» What the task asks
Which of the lines below contain the string "capitals"? Pull each one out of the data.
┌────────
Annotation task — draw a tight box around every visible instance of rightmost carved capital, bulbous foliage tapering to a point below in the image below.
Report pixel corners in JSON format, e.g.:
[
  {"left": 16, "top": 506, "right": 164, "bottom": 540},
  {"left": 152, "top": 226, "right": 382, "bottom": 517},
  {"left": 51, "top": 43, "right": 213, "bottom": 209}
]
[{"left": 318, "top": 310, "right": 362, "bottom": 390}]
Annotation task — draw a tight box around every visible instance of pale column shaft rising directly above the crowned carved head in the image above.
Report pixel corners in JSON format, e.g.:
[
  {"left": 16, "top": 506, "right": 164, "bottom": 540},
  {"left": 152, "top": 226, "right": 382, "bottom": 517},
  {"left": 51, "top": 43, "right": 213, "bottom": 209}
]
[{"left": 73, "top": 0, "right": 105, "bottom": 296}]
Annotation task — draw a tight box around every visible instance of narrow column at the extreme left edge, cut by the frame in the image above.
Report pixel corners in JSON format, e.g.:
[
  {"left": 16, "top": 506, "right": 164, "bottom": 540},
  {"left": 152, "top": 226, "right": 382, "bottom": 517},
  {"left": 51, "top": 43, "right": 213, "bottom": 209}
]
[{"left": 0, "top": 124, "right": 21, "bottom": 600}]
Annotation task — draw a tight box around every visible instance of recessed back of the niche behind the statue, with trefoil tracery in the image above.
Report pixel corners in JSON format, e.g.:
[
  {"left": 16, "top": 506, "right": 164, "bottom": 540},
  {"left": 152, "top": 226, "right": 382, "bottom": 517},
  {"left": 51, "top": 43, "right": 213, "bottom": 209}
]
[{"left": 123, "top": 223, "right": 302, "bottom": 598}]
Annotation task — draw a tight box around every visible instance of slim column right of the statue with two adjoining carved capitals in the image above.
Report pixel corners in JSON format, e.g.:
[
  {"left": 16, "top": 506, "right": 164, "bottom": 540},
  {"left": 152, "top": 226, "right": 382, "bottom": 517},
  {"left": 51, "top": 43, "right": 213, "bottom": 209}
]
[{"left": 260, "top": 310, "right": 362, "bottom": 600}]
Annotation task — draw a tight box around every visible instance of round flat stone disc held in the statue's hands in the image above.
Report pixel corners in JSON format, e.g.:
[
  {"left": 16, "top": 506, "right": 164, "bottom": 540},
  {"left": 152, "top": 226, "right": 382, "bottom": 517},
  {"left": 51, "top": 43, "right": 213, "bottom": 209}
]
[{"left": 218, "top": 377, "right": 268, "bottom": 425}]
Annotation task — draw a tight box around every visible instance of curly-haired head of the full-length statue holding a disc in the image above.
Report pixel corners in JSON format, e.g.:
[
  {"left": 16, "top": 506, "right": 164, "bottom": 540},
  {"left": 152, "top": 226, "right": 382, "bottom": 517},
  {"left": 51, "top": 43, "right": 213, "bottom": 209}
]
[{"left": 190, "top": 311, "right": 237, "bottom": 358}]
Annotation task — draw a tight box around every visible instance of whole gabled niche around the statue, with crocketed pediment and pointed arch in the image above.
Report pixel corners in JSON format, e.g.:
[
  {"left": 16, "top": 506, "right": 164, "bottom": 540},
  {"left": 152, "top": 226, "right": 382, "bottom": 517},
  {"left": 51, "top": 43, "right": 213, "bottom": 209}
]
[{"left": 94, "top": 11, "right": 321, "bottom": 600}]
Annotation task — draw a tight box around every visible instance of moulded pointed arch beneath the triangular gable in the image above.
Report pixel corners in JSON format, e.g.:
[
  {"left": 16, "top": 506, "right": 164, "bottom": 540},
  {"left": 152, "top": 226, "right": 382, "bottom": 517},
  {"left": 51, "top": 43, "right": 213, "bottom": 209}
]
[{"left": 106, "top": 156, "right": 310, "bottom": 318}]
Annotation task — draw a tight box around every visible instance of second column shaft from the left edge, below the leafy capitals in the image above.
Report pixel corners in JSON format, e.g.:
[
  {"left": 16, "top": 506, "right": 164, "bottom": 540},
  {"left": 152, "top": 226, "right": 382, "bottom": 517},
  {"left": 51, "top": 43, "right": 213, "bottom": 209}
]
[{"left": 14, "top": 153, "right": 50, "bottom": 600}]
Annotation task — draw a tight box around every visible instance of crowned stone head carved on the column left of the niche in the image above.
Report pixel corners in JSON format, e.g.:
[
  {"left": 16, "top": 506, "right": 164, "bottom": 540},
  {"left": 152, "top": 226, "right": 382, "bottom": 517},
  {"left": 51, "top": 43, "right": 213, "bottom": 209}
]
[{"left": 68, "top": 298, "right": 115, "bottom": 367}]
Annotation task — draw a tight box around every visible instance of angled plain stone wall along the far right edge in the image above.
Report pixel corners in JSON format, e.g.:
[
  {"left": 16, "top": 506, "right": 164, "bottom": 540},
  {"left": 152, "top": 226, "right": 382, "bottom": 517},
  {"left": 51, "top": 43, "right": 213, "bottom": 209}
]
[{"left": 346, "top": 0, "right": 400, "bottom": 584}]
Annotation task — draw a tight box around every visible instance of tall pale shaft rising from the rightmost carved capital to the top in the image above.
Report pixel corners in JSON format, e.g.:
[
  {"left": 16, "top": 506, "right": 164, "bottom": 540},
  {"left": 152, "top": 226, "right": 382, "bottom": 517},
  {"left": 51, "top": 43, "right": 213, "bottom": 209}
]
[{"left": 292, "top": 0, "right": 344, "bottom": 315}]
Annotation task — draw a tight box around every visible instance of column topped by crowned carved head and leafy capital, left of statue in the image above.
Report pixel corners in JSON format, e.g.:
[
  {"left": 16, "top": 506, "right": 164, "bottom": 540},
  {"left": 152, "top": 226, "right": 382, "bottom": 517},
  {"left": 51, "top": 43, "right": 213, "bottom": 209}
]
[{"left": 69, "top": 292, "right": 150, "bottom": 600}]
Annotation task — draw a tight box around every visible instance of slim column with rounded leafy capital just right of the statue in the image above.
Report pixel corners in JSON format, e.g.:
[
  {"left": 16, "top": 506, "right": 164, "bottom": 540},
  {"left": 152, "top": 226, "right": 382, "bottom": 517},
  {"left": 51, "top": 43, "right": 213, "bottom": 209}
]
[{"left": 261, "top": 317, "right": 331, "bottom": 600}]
└────────
» Written answer
Annotation task — draw a tight box around every visible instance of slim column right of the statue with two adjoining carved capitals in the image above.
Annotation task — draw a tight box around every visible instance of second column shaft from the left edge, below the leafy capitals in the image above.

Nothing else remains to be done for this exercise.